**Dataset excerpts:**
-- -- --
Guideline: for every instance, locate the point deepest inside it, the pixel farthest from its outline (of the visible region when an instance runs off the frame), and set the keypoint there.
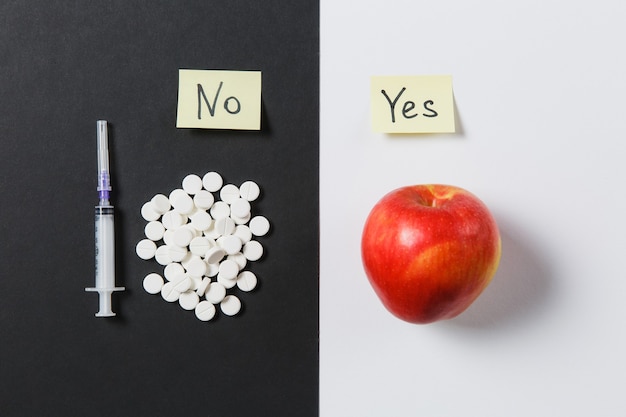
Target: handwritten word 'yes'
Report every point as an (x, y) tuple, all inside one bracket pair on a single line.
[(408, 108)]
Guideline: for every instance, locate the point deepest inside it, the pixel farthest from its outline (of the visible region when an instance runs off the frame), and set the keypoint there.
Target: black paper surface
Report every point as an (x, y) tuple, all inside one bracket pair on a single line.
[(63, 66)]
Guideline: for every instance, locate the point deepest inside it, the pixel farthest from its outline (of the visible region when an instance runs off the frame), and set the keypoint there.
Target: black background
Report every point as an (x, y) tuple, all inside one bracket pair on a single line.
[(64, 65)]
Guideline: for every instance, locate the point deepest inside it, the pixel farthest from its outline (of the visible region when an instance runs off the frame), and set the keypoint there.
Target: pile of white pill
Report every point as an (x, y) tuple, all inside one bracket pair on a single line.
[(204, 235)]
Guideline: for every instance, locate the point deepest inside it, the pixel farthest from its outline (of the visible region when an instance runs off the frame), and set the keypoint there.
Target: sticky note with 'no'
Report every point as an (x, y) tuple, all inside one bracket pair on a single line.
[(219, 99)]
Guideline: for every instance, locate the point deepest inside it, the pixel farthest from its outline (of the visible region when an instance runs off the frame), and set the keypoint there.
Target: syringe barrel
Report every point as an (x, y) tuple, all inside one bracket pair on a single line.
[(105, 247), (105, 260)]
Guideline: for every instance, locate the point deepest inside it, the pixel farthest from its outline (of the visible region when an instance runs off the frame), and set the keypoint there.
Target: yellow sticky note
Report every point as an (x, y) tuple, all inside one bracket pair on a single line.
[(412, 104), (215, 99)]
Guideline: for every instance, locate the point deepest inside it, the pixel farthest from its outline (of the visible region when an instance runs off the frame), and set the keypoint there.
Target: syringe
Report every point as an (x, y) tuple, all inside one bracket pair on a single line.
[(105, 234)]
-- -- --
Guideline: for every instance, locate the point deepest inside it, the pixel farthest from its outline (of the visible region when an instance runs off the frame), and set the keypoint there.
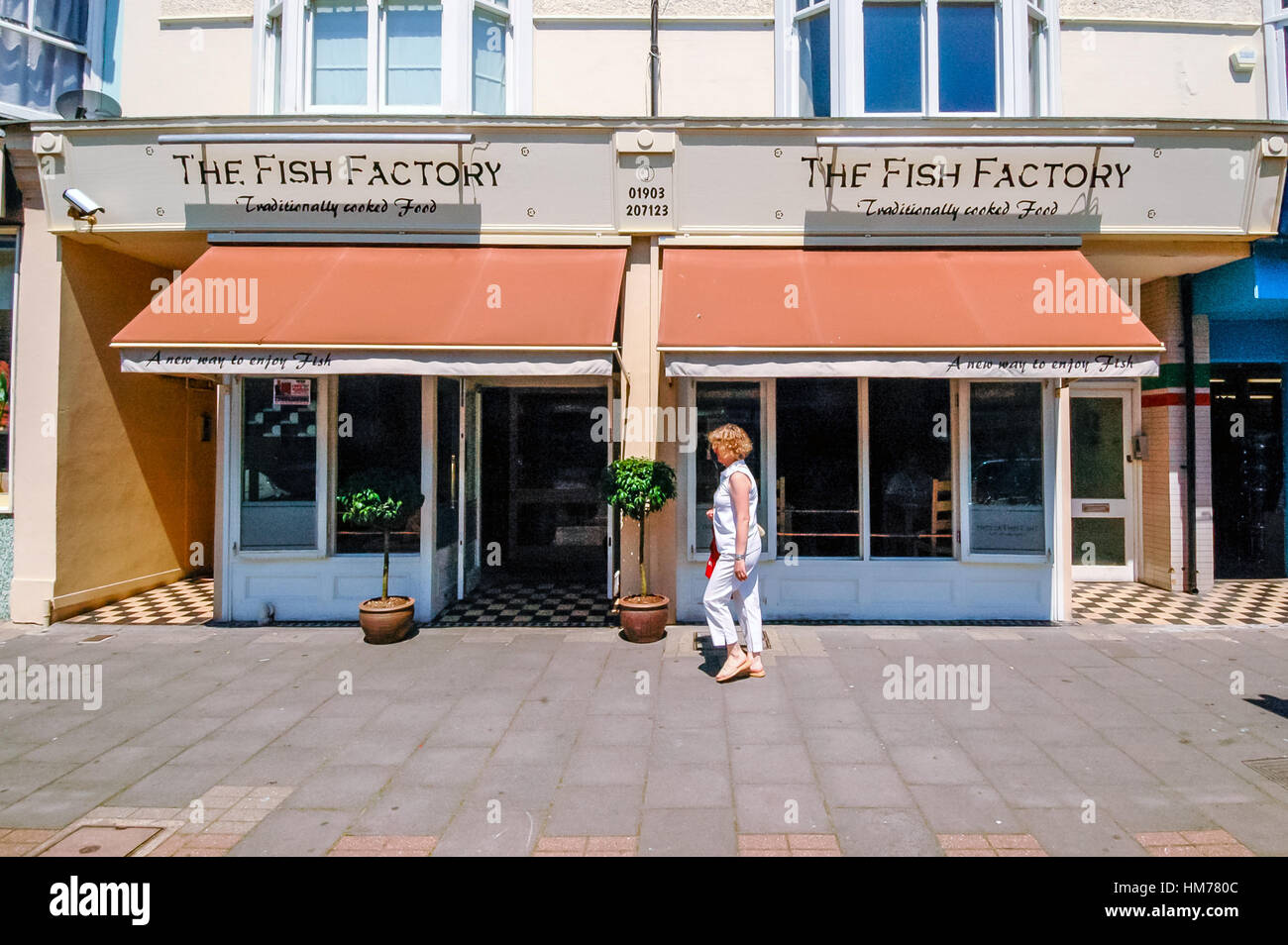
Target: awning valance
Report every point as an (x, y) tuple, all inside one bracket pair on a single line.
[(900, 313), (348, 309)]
-- -- --
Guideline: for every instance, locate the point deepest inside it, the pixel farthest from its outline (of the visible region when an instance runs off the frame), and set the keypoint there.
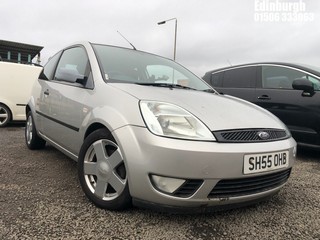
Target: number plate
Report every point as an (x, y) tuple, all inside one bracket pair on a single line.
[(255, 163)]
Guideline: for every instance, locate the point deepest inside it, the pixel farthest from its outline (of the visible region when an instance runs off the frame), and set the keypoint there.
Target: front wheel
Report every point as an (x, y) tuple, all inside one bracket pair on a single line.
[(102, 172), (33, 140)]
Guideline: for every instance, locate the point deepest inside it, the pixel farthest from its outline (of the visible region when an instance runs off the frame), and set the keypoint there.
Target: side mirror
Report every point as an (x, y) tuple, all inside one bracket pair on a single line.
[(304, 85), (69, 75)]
-- -- --
**Do this:**
How many lines in the items above contain the word "sticky"? Reply with the number alone.

**Correct output:**
2